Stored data
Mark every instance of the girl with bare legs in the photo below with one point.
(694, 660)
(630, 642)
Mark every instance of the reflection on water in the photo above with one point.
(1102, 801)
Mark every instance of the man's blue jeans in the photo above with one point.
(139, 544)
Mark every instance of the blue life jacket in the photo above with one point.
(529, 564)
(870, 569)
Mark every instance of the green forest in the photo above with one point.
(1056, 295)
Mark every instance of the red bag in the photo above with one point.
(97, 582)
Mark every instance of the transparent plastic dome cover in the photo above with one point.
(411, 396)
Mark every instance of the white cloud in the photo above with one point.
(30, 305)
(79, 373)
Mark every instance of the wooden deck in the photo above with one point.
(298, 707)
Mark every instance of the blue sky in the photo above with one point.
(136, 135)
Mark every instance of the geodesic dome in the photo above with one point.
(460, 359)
...
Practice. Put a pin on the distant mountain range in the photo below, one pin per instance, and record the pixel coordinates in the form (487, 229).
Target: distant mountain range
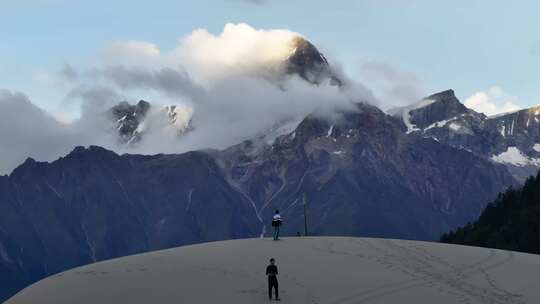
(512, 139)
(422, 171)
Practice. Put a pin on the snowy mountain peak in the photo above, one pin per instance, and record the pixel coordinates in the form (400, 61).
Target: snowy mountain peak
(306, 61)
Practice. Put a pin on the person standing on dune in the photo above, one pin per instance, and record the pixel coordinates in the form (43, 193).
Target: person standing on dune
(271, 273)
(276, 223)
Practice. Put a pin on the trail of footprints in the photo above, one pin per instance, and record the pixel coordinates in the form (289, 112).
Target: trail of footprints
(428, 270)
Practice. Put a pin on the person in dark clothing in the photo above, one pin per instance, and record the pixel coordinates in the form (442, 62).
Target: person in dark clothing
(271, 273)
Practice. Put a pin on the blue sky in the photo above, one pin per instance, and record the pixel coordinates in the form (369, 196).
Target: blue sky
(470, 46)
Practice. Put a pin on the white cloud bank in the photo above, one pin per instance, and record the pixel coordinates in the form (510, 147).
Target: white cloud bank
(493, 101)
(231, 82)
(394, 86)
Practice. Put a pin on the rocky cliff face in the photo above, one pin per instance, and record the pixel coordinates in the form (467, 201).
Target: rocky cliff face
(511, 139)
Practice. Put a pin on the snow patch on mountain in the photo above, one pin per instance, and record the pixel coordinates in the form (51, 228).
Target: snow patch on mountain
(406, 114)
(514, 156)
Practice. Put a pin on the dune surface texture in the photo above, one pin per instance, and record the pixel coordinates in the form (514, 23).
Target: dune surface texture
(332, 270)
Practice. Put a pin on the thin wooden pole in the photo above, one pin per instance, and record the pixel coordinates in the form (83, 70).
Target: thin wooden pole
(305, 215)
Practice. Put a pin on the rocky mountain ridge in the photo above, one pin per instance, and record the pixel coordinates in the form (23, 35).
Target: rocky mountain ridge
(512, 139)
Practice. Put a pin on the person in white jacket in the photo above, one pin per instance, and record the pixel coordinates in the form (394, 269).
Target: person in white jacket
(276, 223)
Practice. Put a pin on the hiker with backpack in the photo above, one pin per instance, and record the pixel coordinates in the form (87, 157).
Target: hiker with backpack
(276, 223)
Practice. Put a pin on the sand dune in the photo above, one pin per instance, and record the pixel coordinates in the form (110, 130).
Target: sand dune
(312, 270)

EXERCISE: Update the lines between the one holding "Mark every instance of the man's" and the one holding "(1056, 295)", inclusive, changing "blue life jacket" to "orange life jacket" and leaving all else as it is. Give back only those lines.

ANSWER TO THE EXERCISE:
Mark every instance of the man's blue jeans in the photo above with one point.
(139, 544)
Mark every instance of the orange life jacket in the photo above with one point.
(529, 564)
(870, 569)
Mark every instance of the green forest in the photo above with one point.
(1056, 295)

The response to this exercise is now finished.